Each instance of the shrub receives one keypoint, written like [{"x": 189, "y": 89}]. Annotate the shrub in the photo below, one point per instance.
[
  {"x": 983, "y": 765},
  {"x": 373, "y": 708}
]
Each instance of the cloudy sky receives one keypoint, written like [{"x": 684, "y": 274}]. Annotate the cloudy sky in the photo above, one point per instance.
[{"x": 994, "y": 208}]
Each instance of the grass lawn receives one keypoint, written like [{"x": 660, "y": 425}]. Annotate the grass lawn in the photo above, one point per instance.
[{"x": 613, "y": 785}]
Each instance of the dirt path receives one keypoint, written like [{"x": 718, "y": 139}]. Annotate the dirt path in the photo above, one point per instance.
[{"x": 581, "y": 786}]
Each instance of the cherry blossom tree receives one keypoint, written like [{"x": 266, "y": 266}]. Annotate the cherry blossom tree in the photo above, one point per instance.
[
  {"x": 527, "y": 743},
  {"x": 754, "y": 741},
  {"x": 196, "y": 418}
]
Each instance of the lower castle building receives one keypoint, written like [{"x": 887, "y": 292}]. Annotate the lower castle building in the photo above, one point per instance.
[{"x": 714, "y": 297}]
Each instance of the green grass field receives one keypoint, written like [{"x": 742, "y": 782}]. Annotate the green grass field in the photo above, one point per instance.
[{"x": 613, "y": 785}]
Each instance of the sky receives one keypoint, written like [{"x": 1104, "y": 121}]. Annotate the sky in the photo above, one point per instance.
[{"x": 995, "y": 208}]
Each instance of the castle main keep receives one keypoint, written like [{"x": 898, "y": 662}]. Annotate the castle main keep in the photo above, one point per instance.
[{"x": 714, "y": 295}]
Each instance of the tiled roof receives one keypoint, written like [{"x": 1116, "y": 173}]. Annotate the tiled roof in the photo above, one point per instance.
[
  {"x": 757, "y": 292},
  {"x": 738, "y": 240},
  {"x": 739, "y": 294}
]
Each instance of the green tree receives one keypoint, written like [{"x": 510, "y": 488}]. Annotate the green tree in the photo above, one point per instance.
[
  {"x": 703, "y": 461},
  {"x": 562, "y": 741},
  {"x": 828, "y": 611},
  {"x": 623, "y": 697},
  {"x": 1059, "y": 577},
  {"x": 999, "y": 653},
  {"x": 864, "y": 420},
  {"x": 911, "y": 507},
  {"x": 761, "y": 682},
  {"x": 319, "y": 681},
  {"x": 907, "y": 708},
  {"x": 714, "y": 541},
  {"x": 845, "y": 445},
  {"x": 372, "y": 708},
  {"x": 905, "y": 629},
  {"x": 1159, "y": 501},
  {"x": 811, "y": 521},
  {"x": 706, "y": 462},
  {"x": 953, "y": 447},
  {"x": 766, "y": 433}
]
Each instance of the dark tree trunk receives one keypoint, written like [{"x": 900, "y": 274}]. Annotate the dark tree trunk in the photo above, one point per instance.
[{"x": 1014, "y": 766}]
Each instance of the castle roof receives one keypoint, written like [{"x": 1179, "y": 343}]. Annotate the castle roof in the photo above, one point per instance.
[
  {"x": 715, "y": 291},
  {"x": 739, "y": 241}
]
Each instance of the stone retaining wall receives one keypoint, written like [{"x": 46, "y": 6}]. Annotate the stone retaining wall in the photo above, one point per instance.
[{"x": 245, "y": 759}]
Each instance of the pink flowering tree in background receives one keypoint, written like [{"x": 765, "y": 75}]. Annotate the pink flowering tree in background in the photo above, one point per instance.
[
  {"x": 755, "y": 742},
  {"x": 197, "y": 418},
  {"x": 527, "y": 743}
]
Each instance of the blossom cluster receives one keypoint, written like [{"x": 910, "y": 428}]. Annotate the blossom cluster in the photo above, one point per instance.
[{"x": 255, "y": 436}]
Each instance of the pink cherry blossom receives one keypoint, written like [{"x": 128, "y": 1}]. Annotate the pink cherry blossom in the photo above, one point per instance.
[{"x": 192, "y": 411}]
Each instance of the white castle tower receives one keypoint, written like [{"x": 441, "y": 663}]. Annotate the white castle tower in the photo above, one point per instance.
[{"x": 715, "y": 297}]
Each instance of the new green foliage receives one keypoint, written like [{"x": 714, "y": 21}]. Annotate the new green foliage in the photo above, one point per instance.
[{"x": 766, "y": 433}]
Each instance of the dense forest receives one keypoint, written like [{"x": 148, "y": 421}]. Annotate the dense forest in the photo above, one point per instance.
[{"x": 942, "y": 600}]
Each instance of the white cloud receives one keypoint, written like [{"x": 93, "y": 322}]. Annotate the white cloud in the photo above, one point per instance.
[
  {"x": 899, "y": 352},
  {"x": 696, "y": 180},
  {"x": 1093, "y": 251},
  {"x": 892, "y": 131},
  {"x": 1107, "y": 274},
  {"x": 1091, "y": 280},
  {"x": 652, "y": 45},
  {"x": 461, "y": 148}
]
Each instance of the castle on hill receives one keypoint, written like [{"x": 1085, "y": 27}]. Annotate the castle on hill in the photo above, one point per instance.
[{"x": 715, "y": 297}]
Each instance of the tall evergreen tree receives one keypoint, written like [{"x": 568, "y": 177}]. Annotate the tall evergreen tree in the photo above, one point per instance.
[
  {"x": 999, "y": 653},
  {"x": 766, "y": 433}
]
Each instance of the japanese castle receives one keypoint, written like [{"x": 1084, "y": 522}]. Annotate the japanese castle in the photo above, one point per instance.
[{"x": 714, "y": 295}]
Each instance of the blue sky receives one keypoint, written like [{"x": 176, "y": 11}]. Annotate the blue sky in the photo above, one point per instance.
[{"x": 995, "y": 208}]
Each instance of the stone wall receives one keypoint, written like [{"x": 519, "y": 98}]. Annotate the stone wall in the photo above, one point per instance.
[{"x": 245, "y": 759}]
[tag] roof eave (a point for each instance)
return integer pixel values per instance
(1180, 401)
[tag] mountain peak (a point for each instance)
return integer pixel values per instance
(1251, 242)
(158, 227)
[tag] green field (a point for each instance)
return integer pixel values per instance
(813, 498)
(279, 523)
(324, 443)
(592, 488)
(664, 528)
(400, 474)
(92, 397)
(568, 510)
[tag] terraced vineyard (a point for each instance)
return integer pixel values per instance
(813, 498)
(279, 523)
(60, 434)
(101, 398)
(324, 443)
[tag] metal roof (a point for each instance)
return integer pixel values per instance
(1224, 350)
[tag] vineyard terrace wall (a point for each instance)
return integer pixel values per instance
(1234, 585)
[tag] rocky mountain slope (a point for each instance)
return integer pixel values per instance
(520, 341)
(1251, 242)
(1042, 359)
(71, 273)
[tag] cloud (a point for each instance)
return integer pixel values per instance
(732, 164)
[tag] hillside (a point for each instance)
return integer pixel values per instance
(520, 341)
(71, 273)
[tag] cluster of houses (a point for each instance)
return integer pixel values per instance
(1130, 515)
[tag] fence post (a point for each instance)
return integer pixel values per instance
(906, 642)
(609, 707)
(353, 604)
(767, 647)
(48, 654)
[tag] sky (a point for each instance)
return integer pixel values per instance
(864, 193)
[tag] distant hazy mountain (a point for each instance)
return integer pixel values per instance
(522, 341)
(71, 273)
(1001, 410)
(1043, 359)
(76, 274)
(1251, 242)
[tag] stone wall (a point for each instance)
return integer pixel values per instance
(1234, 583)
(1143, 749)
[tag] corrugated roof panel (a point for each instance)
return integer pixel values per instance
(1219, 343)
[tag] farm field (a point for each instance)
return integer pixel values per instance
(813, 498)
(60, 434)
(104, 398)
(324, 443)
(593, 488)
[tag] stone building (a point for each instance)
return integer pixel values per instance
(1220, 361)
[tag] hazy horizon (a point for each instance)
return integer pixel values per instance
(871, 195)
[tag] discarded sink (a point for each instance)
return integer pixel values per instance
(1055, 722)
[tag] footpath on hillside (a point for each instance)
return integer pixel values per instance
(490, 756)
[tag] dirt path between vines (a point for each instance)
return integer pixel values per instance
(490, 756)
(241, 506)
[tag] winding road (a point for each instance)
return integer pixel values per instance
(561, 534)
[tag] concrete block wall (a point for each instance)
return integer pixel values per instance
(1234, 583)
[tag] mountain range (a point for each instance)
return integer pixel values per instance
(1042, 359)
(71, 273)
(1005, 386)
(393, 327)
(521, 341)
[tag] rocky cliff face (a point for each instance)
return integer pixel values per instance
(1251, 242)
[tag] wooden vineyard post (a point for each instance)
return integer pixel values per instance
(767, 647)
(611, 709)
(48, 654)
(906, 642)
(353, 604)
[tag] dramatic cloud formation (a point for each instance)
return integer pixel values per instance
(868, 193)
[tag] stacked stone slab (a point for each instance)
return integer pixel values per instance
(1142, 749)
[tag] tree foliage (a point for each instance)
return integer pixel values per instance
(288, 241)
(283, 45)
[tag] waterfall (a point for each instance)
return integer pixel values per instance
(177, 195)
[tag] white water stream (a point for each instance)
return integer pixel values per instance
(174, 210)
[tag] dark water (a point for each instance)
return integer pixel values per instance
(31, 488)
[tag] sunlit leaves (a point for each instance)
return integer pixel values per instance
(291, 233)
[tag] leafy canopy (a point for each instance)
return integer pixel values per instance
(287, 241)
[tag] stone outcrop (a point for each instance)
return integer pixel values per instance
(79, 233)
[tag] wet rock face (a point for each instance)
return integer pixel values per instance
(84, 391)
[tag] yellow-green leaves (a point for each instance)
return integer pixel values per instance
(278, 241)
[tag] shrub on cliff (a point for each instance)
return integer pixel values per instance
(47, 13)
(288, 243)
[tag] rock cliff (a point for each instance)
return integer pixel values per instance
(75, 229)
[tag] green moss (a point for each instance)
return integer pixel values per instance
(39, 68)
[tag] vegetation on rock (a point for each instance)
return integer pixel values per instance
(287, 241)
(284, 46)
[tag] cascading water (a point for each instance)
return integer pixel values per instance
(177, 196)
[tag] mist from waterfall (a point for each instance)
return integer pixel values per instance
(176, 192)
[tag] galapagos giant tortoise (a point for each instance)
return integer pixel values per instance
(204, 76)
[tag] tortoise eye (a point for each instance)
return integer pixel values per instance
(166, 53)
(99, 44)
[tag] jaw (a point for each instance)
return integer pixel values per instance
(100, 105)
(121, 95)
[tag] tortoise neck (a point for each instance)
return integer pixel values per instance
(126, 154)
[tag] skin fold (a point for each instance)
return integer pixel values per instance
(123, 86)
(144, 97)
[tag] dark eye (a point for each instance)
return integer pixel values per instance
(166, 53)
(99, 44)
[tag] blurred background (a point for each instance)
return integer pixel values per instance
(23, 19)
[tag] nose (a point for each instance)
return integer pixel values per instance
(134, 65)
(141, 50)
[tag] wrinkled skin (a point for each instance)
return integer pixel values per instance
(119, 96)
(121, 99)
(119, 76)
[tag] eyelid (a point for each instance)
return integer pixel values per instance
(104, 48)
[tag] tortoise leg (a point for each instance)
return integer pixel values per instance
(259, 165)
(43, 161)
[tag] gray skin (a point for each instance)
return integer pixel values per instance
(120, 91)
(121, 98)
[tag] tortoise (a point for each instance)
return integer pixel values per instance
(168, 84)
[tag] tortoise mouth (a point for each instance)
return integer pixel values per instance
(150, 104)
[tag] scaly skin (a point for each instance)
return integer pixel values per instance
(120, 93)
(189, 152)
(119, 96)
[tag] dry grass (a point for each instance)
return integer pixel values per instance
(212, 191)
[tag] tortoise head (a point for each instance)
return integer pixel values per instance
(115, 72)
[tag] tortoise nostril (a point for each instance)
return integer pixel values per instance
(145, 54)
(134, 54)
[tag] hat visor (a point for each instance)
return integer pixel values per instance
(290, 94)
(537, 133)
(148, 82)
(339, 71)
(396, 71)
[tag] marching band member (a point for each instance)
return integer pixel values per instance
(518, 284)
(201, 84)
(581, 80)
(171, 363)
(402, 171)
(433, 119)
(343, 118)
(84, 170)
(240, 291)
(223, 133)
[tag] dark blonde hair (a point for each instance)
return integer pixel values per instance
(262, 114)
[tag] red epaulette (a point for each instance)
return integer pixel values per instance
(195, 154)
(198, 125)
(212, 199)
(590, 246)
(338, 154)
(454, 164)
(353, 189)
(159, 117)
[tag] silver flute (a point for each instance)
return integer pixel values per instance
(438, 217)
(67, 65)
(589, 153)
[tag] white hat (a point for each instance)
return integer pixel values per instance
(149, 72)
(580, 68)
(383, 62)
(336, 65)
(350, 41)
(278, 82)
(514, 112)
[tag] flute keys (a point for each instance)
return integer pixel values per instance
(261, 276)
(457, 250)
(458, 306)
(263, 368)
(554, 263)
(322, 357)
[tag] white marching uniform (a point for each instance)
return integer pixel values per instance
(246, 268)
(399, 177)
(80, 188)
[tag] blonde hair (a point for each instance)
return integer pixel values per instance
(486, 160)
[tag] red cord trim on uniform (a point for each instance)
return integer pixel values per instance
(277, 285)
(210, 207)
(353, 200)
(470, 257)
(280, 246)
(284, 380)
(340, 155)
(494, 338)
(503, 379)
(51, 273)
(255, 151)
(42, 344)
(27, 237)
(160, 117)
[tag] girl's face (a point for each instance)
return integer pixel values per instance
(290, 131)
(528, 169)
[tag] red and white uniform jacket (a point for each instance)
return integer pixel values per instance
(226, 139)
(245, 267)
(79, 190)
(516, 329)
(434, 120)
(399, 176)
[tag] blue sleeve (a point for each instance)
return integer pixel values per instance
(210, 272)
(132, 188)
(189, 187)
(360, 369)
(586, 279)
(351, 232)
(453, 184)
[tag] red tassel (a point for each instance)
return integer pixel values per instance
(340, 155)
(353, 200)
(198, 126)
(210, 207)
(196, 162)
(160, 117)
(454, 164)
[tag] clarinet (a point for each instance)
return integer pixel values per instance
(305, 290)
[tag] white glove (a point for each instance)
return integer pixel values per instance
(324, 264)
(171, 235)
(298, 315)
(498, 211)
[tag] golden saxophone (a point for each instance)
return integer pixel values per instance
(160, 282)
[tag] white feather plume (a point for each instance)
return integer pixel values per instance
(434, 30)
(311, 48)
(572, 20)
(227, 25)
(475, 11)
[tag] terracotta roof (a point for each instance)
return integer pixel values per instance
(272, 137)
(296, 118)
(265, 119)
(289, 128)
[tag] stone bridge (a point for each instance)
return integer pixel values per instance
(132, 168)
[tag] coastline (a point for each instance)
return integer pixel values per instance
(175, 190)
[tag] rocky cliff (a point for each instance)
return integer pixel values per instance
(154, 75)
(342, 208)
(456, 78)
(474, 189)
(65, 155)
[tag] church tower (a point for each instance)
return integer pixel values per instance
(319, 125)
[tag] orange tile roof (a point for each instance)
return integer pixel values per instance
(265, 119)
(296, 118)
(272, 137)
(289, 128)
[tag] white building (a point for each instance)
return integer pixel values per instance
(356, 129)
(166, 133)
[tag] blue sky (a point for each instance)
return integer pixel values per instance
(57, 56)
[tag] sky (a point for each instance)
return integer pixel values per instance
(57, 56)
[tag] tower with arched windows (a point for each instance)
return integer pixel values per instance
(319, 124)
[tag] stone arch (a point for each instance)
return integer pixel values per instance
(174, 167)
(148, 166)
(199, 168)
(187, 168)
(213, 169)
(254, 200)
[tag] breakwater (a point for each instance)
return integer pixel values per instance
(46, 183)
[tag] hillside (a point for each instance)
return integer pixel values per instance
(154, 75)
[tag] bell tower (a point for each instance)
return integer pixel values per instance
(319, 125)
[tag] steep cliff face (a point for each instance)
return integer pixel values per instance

· · · ·

**Task to complete**
Look through the data above for lines holding the word "skin". State how many there are and nothing else.

**Written solution**
4